## Requirements
Write out the stretch from the line containing "target: blurred orange structure" through the line containing "rule: each instance of the blurred orange" in the listing below, character for character.

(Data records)
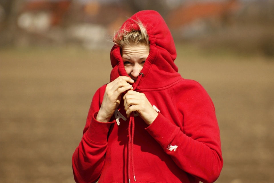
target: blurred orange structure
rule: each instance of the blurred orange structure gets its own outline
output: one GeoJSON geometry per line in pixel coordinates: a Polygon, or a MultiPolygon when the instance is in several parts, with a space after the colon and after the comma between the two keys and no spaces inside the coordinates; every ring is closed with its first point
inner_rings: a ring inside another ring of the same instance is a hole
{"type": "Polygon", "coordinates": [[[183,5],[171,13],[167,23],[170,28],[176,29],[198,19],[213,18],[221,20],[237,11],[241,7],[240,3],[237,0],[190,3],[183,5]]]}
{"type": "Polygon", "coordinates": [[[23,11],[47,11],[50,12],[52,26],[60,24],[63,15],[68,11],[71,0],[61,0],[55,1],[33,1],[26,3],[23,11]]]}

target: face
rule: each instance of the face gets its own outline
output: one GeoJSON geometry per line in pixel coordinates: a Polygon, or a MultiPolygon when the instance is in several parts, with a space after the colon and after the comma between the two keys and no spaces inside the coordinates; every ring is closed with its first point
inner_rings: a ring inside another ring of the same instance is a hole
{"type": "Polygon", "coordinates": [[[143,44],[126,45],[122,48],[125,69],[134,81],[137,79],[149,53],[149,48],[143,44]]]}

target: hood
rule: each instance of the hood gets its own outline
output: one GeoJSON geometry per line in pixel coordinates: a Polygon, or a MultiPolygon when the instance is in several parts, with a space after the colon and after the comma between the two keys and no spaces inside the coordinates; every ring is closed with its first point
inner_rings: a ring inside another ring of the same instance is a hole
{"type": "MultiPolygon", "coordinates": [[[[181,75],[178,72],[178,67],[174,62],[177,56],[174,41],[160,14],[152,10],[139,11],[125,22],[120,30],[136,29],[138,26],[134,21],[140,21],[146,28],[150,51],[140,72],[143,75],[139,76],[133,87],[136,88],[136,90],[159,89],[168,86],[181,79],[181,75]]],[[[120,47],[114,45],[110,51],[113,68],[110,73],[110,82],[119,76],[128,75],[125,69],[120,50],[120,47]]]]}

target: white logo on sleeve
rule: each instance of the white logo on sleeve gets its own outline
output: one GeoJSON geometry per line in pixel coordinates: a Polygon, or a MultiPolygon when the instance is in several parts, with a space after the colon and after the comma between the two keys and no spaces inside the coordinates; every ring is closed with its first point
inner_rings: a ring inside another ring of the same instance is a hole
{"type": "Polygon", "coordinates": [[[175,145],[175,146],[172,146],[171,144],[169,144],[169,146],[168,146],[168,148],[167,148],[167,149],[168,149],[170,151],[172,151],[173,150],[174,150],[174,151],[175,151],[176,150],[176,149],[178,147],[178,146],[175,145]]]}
==
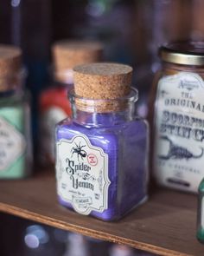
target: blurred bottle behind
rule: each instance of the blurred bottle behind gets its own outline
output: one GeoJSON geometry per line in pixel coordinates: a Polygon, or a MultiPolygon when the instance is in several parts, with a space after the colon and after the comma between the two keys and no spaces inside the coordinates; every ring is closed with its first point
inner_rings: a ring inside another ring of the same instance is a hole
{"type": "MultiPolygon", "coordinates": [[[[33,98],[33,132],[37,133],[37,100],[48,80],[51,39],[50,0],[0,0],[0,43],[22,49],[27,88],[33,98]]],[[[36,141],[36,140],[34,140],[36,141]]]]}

## The completed task
target: blurred orange structure
rule: each instance of the blurred orange structure gets its own outline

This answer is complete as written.